Given passage »
[start]

Holding Yourself to Your Own Standards in Midlife

I was driving my wife to work this morning when a friend of ours came up. Not gossip, just the kind of casual morning conversation that ends up accidentally teaching you something.

Our friend is in a tough situation. She’s working hard and paying the bills and running the house and watching her partner drift a little bit. She’s the only income and the only one who seems to be doing anything. He’s home on disability and she’s starting to wonder if she’s being taken advantage of or if she’s just tired.

It’s a fair question because the line between those two things isn’t always clear from the inside.

Something our friend said had stuck with me. She said the behaviors that she’s tolerating in her own relationship are behaviors that she’d never encourage in other women that she loves and cares about.

When I brought that up, Beth made a great point that made me think. There’s a difference, she said, between mentioning something and actually communicating about it. A lot of people don’t know or even realize there’s a difference.

You mention something at dinner. You drop a comment while he’s on his phone. Maybe you leave a note on the counter. None of it counts. He hears every word but yet he still walks away not knowing what you need.

Months go by. The behavior that bothered you doesn’t change and by the time you finally sit down and talk about it, it isn’t actually just behavior anymore. Now it’s a habit. And a defended habit at that.

Because nobody communicated it clearly earlier, the other person created this story where that’s just how things are. Now you’re not asking him to change. You’re asking him to betray something that’s become his normal behavior.

What Beth and I try to do, not always well, is not let it get to that point. We come back to things before they become a bigger problem. I’ve let something stew for a week when I should’ve said it in an hour. But we don’t let it sit. Good couples don’t avoid resentment. They just refuse to let things go long enough to become an identity. That’s the only real difference I can see between couples who last and couples who don’t. It’s not that the lasting ones never get annoyed. They just refuse to let the annoyance become the story.

[end]

Exercise instructions » Copy out the whole essay on holding yourself to your own standards in midlife word for word. The data that comes next has nothing to do with the essay.

Material provided »
[start]

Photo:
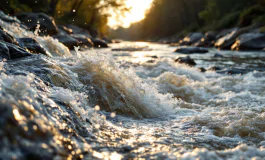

[end]

Exercise result »
Holding Yourself to Your Own Standards in Midlife

I was driving my wife to work this morning when a friend of ours came up. Not gossip, just the kind of casual morning conversation that ends up accidentally teaching you something.

Our friend is in a tough situation. She’s working hard and paying the bills and running the house and watching her partner drift a little bit. She’s the only income and the only one who seems to be doing anything. He’s home on disability and she’s starting to wonder if she’s being taken advantage of or if she’s just tired.

It’s a fair question because the line between those two things isn’t always clear from the inside.

Something our friend said had stuck with me. She said the behaviors that she’s tolerating in her own relationship are behaviors that she’d never encourage in other women that she loves and cares about.

When I brought that up, Beth made a great point that made me think. There’s a difference, she said, between mentioning something and actually communicating about it. A lot of people don’t know or even realize there’s a difference.

You mention something at dinner. You drop a comment while he’s on his phone. Maybe you leave a note on the counter. None of it counts. He hears every word but yet he still walks away not knowing what you need.

Months go by. The behavior that bothered you doesn’t change and by the time you finally sit down and talk about it, it isn’t actually just behavior anymore. Now it’s a habit. And a defended habit at that.

Because nobody communicated it clearly earlier, the other person created this story where that’s just how things are. Now you’re not asking him to change. You’re asking him to betray something that’s become his normal behavior.

What Beth and I try to do, not always well, is not let it get to that point. We come back to things before they become a bigger problem. I’ve let something stew for a week when I should’ve said it in an hour. But we don’t let it sit. Good couples don’t avoid resentment. They just refuse to let things go long enough to become an identity. That’s the only real difference I can see between couples who last and couples who don’t. It’s not that the lasting ones never get annoyed. They just refuse to let the annoyance become the story.